Шрифт:
Но при всем том литературой руководили инстанции, имевшие к ней отношение косвенное. Деятельность Главлита была окутана тайной, механизм публикаций запускался устными указаниями и телефонными звонками. «В треугольнике между Пушкинской площадью, где помещалась редакция “Нового мира”, Китайским проездом — резиденцией Главлита, и Старой площадью, где находился идеологический аппарат ЦК, то и дело возникало поле высокого напряжения», — вспоминал В. Лакшин. «Причёсывание произведений литературных вошло в повадку, и каждая редакция стала похожа на парикмахерскую», — однажды записал в дневнике Пришвин; но тогда, в начале оттепели, кое-что успело всё же выйти в свет, не лишившись всех волос на голове. В «Новом мире» (ещё руководимом Симоновым) появился роман В. Дудинцева «Не хлебом единым» (1956), клеймивший класс номенклатурщиков. 22 октября в Центральном доме литераторов состоялось обсуждение, на котором выступил К. Паустовский, вызвав ураган, напугавший власти даже больше, чем сам роман. Речь Паустовского ходила по рукам как крамольная листовка, и противники романа перешли в контрнаступление. Обсуждение романа называли на самом верху политическим митингом, антисоветской сходкой. Сталинисты пугали Хрущёва «странным» совпадением: 23 октября, на следующий день после собрания венгерских писателей (их называли «кружком Пётефи»), в Будапеште была опрокинута чугунная статуя Сталина, и началось восстание. «И тут, и там, главную роль играли писатели. Трудно поверить, что это случайность. Налицо сговор антисоциалистических сил». За распространение стенограммы обсуждения и речи Паустовского стали привлекать к уголовной ответственности.

| Исходные строки |
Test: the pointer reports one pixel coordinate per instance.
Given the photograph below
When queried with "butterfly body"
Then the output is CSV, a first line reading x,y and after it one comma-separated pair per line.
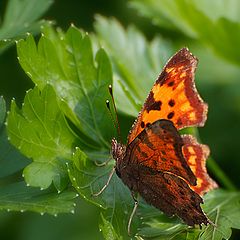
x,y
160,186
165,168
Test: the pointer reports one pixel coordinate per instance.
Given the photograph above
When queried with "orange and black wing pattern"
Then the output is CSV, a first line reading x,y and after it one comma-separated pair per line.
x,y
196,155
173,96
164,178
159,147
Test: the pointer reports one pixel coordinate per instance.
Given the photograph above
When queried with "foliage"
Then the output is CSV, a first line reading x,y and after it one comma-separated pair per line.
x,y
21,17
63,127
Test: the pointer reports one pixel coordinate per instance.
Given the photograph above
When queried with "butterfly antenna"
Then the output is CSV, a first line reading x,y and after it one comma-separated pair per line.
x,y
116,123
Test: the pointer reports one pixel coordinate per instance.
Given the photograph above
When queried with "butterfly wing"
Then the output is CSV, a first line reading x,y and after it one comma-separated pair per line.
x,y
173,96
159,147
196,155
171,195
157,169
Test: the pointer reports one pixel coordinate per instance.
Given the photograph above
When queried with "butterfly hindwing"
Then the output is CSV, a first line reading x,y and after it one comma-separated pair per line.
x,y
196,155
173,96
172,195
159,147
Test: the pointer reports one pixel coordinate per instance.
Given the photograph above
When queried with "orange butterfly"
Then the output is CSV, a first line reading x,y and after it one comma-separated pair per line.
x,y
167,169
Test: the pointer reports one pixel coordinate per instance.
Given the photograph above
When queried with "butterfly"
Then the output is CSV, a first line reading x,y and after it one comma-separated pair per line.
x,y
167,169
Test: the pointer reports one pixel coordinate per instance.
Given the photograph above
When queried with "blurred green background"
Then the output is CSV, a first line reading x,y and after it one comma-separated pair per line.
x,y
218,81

---

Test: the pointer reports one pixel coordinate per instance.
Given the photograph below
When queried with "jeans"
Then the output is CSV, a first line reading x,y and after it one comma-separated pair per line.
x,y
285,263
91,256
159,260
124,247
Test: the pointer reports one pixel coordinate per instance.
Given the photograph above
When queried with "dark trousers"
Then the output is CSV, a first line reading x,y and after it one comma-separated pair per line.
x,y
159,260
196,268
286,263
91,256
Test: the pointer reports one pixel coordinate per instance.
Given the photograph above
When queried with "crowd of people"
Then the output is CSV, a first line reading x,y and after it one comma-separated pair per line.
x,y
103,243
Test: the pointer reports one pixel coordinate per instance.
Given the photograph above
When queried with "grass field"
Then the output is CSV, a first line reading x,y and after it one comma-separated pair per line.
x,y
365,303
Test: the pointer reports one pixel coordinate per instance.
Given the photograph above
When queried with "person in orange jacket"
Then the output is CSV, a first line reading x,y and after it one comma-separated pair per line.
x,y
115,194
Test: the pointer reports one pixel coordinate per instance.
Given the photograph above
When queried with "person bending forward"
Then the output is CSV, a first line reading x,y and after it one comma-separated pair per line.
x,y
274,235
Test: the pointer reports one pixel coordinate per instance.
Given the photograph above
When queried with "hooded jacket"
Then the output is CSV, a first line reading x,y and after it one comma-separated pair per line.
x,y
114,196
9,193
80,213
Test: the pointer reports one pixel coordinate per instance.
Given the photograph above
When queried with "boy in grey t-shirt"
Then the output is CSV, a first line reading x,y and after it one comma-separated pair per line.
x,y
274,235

==

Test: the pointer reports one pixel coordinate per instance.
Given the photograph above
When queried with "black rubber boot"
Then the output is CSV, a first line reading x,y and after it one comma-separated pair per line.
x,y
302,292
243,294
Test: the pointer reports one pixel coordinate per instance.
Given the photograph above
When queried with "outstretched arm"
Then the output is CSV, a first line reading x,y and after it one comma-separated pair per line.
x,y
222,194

| Список заданий |
**A.** Где, согласно отрывку, располагалась резиденция Главлита?
**B.** Выберите и полностью выпишите каждую строку, в которой встречается слово «black».
Отрывок и строки никак не связаны между собой.

| Результаты упражнения |
**A.** В Китайском проезде.

**B.**
When queried with "orange and black wing pattern"
When queried with "black rubber boot"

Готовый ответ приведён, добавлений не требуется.